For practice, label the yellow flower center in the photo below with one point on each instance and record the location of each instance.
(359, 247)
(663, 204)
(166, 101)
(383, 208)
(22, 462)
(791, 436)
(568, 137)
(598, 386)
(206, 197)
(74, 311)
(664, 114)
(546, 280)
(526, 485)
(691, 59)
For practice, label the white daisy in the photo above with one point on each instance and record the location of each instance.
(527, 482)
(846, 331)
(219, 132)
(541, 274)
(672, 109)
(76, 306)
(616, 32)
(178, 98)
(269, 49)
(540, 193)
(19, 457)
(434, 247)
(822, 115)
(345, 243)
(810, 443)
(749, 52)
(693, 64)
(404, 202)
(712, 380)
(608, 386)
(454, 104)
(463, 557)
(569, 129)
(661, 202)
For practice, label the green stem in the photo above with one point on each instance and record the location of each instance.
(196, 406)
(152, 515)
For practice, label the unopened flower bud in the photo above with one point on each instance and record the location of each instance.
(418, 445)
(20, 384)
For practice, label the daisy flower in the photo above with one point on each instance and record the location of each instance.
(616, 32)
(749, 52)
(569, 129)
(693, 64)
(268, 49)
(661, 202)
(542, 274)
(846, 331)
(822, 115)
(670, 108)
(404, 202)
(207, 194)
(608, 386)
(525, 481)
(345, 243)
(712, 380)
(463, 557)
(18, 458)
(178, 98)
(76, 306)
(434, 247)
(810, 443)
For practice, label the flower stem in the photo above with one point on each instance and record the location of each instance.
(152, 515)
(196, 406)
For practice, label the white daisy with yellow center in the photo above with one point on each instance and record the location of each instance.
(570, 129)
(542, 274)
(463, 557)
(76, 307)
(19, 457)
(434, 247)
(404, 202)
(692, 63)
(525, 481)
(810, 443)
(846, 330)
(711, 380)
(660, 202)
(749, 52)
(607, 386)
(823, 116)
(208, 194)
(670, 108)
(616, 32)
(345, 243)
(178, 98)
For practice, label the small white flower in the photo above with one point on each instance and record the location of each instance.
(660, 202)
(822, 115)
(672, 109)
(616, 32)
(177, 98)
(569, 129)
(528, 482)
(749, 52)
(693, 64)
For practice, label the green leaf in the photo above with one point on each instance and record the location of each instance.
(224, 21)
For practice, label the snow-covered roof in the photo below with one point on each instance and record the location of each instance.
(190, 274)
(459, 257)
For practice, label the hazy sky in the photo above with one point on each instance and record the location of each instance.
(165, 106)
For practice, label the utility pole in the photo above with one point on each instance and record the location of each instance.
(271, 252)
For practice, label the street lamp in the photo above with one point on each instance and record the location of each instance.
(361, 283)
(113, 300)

****

* _The task_:
Copy every record above exactly as it appears.

* _Written reply_:
For practice, label the yellow flower center in the photo below with one point on each instance and record the location of each instance.
(359, 247)
(663, 204)
(166, 101)
(383, 208)
(22, 462)
(791, 436)
(568, 137)
(598, 386)
(206, 197)
(74, 311)
(664, 114)
(546, 280)
(526, 485)
(691, 59)
For practice, label the white daisy in the photo above with one point on each instance and record the location of each instance.
(527, 482)
(846, 331)
(219, 132)
(541, 274)
(672, 109)
(76, 306)
(616, 32)
(178, 98)
(269, 49)
(540, 193)
(19, 457)
(434, 247)
(822, 115)
(345, 243)
(810, 443)
(749, 52)
(693, 64)
(404, 202)
(712, 380)
(608, 386)
(454, 104)
(463, 557)
(569, 129)
(661, 202)
For practice, label the green stem in the photo above with one point on each instance and record the location of each instance.
(196, 406)
(152, 515)
For practice, label the unopened flower bud in the photo above with one point on each instance and record the location of each instance.
(418, 445)
(20, 384)
For practice, label the daisy flower in the photo above with one point on each instance and record the location of each instance.
(616, 32)
(749, 52)
(569, 129)
(693, 64)
(268, 49)
(661, 202)
(542, 274)
(846, 331)
(822, 115)
(670, 108)
(404, 202)
(207, 194)
(608, 386)
(525, 481)
(345, 243)
(712, 380)
(463, 557)
(18, 458)
(178, 98)
(76, 306)
(434, 247)
(810, 443)
For practice, label the flower stem in the photo above with one point on each instance and record the location of each instance.
(152, 515)
(196, 406)
For practice, label the white daisy with yellow center in the photo above with one point on each instance and record the location of each instance.
(570, 129)
(542, 274)
(463, 557)
(76, 307)
(19, 457)
(434, 247)
(404, 202)
(692, 63)
(525, 481)
(810, 443)
(846, 330)
(711, 380)
(660, 202)
(749, 52)
(607, 386)
(823, 116)
(208, 194)
(670, 108)
(616, 32)
(345, 243)
(178, 98)
For practice, label the small white flower in the photo above with one point on each instance and record the location of each instance.
(660, 202)
(822, 115)
(672, 109)
(616, 32)
(177, 98)
(569, 129)
(528, 482)
(749, 52)
(693, 64)
For practice, label the green leaf in the photo above with one point on each instance and record the location of each instance.
(224, 21)
For practice, label the snow-covered roof in the photo below with one point on each instance and record the location of each instance.
(190, 274)
(459, 257)
For practice, label the hazy sky in the photo above with one point on each instance and record the location of each instance.
(165, 106)
For practice, label the utility pole in the photo above with one point on each instance and record the location of each instance.
(271, 252)
For practice, label the street lamp in the photo above with one point on each instance and record the location of each instance.
(361, 283)
(113, 300)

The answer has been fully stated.